▼

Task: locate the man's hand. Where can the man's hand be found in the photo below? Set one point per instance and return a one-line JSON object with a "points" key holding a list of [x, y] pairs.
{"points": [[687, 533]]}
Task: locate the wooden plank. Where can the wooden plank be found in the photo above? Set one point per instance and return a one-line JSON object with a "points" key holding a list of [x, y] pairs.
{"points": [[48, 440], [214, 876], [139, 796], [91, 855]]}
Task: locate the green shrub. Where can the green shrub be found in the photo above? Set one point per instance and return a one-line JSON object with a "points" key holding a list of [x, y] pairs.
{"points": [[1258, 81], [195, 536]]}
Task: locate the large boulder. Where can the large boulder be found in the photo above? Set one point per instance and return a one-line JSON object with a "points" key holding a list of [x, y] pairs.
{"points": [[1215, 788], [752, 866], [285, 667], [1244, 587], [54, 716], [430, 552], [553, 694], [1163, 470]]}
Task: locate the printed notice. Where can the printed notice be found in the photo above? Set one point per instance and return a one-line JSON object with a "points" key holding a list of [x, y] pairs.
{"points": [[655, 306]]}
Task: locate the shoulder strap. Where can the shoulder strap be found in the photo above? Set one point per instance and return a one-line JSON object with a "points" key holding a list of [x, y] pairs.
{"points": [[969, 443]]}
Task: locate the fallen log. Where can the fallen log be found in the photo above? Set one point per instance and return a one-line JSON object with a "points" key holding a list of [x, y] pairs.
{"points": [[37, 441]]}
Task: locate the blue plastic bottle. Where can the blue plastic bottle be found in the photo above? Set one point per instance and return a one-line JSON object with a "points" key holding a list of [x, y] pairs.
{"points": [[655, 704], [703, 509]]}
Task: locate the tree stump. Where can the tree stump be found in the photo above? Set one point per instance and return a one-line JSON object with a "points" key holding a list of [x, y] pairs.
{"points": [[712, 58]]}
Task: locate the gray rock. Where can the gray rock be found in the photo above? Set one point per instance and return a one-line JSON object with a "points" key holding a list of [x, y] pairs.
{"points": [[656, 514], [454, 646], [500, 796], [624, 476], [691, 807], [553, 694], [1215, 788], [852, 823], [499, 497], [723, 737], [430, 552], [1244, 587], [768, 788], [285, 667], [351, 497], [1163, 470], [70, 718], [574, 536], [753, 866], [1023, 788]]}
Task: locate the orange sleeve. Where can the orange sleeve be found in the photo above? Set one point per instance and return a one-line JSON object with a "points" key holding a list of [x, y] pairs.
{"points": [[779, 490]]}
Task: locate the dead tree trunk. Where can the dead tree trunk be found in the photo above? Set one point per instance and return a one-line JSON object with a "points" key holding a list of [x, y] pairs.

▲

▶ [ACTIVITY]: Without changing a single character, repeat each record.

▶ [ANSWER FOR THE TASK]:
Task: locate the man's hand. Where can the man's hand be found in the photo below? Set one point per instance and return a one-line JSON object with a "points" key holding a list of [x, y] pairs.
{"points": [[687, 533]]}
Task: locate the wooden plank. Where can the wooden plank be found in the photo above? Set one point per instance and return a one-line JSON object with a "points" key holding a list of [x, y] pairs.
{"points": [[48, 440], [214, 876], [139, 796], [91, 855]]}
Task: locate the green shrub. Where can the green shrub be found in the photo above? Set one point per instance and return a one-line JSON object with a "points" key holding a list of [x, y] pairs.
{"points": [[1258, 81], [195, 536]]}
Task: locate the large boulder. Where can the large boulder be found in the photo above? Set one point per instance and return a one-line JSON object with a "points" key holding a list of [x, y] pairs.
{"points": [[1215, 788], [752, 866], [285, 667], [1244, 587], [54, 716], [430, 552], [553, 694], [1163, 470]]}
Task: locate the printed notice. Where can the printed notice be found in the photo above? Set one point per instance and return a one-line JSON object with a "points" key holding a list of [x, y] pairs.
{"points": [[655, 306]]}
Task: locate the shoulder strap. Where can the shoulder strap be found in the photo above? Set one point per instance and return a one-line JSON object with a "points" key holding a list of [x, y] pairs.
{"points": [[969, 443]]}
Task: locate the fallen log. Where can the fallen log be found in the photo above? Set one point per instance and return a one-line JSON object with a "points" key holding a list of [x, y] pairs.
{"points": [[37, 441]]}
Task: locate the blue plastic bottle. Where can the blue plastic bottle be found in the photo above? Set one point per instance and return a one-line JSON object with a "points" key holding a list of [x, y] pairs.
{"points": [[655, 704], [703, 509]]}
Task: locate the tree stump. Where can the tree stump be found in the photo above? Set one point per instance and return a one-line JSON object with a "points" key holding a list of [x, y] pairs.
{"points": [[712, 58]]}
Task: locate the gray rock. Where can the gray rock be found in the photo above? Set one point per instance and return a one-line JSON object with a "points" key holding a list of [x, y] pairs.
{"points": [[656, 514], [454, 646], [500, 796], [624, 476], [691, 807], [553, 694], [1215, 788], [852, 823], [499, 497], [723, 737], [430, 552], [1244, 587], [768, 788], [285, 667], [351, 497], [1163, 470], [70, 718], [574, 536], [753, 866], [1023, 788]]}
Task: locate the orange sleeve. Where can the orange sleeve be found in the photo above? Set one point per instance and return a one-line JSON object with a "points" key holding a list of [x, y] pairs.
{"points": [[779, 490]]}
Task: locate the dead tree trunk. Where can the dead tree trunk be found in the photo above? Set one point per instance and return a one-line JSON object with a "points" key holding a list of [x, y] pairs.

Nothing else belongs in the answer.